- _Material_:
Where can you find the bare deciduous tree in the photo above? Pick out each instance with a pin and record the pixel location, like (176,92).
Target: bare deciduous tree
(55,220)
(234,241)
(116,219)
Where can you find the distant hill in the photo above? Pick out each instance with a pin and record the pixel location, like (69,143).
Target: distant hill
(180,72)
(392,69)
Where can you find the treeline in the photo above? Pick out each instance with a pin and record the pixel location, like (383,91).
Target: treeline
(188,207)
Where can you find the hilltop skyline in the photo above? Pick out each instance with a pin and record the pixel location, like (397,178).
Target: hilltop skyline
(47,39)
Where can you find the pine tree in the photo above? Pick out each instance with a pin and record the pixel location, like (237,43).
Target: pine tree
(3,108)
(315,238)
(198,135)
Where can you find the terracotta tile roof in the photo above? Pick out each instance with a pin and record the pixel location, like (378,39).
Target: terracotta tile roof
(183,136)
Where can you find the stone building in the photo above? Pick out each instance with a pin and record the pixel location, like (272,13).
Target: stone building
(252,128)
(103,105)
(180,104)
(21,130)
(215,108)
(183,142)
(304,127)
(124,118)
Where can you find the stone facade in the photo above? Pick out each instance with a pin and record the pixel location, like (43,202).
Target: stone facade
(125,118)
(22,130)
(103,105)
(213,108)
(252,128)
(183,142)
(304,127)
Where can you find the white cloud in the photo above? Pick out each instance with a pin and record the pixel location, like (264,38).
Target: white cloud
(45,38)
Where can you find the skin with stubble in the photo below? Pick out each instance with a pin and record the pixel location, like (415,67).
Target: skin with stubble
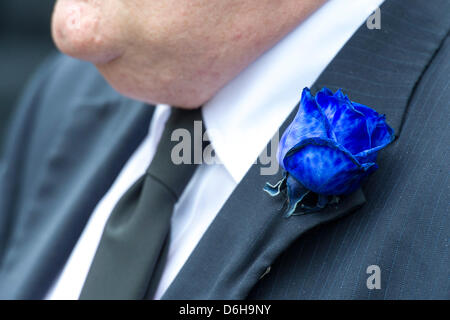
(178,52)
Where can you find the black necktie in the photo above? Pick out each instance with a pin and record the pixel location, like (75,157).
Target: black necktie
(135,233)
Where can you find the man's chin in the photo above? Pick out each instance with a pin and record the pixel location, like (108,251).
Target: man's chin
(80,30)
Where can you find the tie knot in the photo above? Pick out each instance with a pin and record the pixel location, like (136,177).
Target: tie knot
(175,162)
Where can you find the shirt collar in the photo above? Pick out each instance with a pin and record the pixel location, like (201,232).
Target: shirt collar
(244,115)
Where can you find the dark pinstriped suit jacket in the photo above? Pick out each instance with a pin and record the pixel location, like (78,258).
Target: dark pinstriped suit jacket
(72,135)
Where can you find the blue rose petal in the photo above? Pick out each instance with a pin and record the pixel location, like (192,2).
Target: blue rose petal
(329,149)
(325,167)
(348,124)
(310,122)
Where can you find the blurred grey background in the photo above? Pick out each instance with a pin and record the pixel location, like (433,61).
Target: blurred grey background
(24,42)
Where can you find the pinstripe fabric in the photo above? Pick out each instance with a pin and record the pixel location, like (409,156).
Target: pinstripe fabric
(387,69)
(401,70)
(404,225)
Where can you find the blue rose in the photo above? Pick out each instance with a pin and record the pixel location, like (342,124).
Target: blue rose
(329,148)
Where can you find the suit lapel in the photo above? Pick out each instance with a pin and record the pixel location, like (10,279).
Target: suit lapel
(249,233)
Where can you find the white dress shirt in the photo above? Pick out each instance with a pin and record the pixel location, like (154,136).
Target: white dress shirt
(240,120)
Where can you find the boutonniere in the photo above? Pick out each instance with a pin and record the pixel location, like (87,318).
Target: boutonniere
(327,151)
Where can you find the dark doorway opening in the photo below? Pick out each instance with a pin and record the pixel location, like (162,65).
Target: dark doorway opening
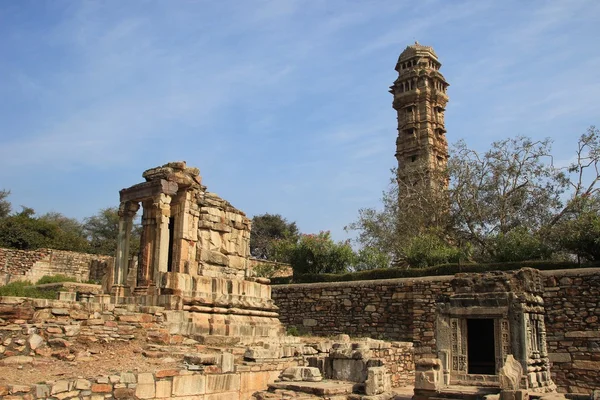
(171,240)
(480,344)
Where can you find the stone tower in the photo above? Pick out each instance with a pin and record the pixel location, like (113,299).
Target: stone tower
(420,100)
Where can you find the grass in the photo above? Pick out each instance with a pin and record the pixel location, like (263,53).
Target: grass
(55,279)
(26,289)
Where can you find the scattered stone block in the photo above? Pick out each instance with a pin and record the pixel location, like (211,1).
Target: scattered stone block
(35,341)
(297,374)
(145,388)
(378,381)
(189,385)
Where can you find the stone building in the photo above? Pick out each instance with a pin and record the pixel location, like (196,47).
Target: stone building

- _Stated exercise_: Copy the listing above line for line, without changing any wording, and leave out the pictures.

- _Result of this task_:
Where can you find the bare deciduous tree in the photo above? Pick out each instance with a pin and record the pixel location, like (176,92).
Target: bare deciduous tree
(55,220)
(234,241)
(116,219)
Where can you find the distant hill in the photo above? Pick out each instance with a pin and record the pixel location, like (69,143).
Target: distant hill
(180,72)
(392,69)
Where can you find the treeline in the photo above? Pick out each instance with a pin and record the pixel location, like (383,91).
Target: treeline
(188,207)
Where can you find the hilltop skyline in the photo above? Pick out each instance with a pin and record the pixel location, like (397,178).
Target: hilltop skyline
(47,39)
Where can you find the pine tree in the photo above? Pick out each instance with a pin and record the pixel location, like (237,43).
Target: pine tree
(3,108)
(315,238)
(198,135)
Where can you find the terracotta tile roof in the photo above? Pick out each instance with a pin and record the pixel location, like (378,39).
Target: terracotta tile roof
(183,136)
Where can you find the stone building in the photo above? Pick out each instance with a pin and record the pixel location, like (272,13).
Target: stone building
(252,128)
(103,105)
(180,104)
(21,130)
(215,108)
(183,142)
(304,127)
(124,118)
Where can you find the stone facade in the photo above? Pick out each instance with a pin and record the pixel location, like (43,202).
Target: stone facade
(125,118)
(22,130)
(103,105)
(213,108)
(252,128)
(183,142)
(304,127)
Where can you find the white cloud in the photo above? Pick out each instance with a pin and record the pixel location, like (264,38).
Target: white cloud
(45,38)
Where can you find the skin with stubble in the photo below? Pick out each instance with a pin and record the pixel location, like (415,67).
Target: skin with stubble
(178,52)
Where can you find the black necktie in the photo above? Pick out each instance with a pin and record the pixel location, like (75,157).
Target: black necktie
(135,233)
Where can you find the man's chin in the photo above? Pick out each instance with a pin and record the pixel location, like (108,251).
Target: man's chin
(80,30)
Where can you find the tie knot in the photo above? Pick out each instance with a pin and record the pixel location, like (136,177).
Target: tie knot
(175,162)
Where can you find the shirt collar in the photo above? Pick out each instance with a pin and record the pixel location, like (201,232).
Target: shirt collar
(244,115)
Where can you find the dark pinstriped suit jacket in the photo above? Pick out each instance with a pin and record the pixel location, like (78,258).
Target: dark pinstriped suit jacket
(72,135)
Where can you find the blue rose petal in the photo above? Pick out each instance with a pin and record the pixel location, like (192,2).
Target: blue rose petal
(329,149)
(325,167)
(348,124)
(310,122)
Where can you find the blurred grey background in the photo above? Pick out each instance with a pin and record the pixel location, like (433,61).
Target: blurred grey background
(24,42)
Where can you find the pinstripe fabric in the photo above? Pick out each instance with a pin and record the pixel location, like (409,156).
Target: pinstripe fabric
(387,69)
(401,70)
(404,225)
Where can you find the blue rose in the photo above? Pick out each instance with a pin and record the pixel location, like (342,124).
Target: blue rose
(329,148)
Where can you find the suit lapel in the photo above? Pick out each instance with a pin and record the pixel location, like (10,279).
Target: suit lapel
(249,233)
Where can you find the white dress shirt in the photo above? Pick out each instance with a pin and record the pixel location, like (154,136).
Target: white dress shirt
(240,120)
Where can you find the boutonniere in the photo above? Pick out each instance with a pin and record the pixel location, like (87,318).
Target: boutonniere
(327,151)
Where can you find the dark doorway opening in the photo below? Pick out each instance with a pin and record the pixel location, like (162,65).
Target: dark doorway opening
(171,240)
(480,344)
Where can you find the stone tower in the photo above? Pick out each instance with a pin and record the pixel location, like (113,299).
Target: stone tower
(420,100)
Where can you find the grass in the photo above? Pick out each instance with a pin and record the pixel location, like (263,53).
Target: grass
(55,279)
(26,289)
Where can you find the scattered stone block in the photo above? Pick out each instance with a pin and record the pixel location, like (211,1).
Target: scattered stone block
(35,341)
(297,374)
(145,388)
(378,381)
(189,385)
Where can you find the stone building in the photo above? Pick out each instance with a pin and record the pixel location, like (196,47).
Target: stone building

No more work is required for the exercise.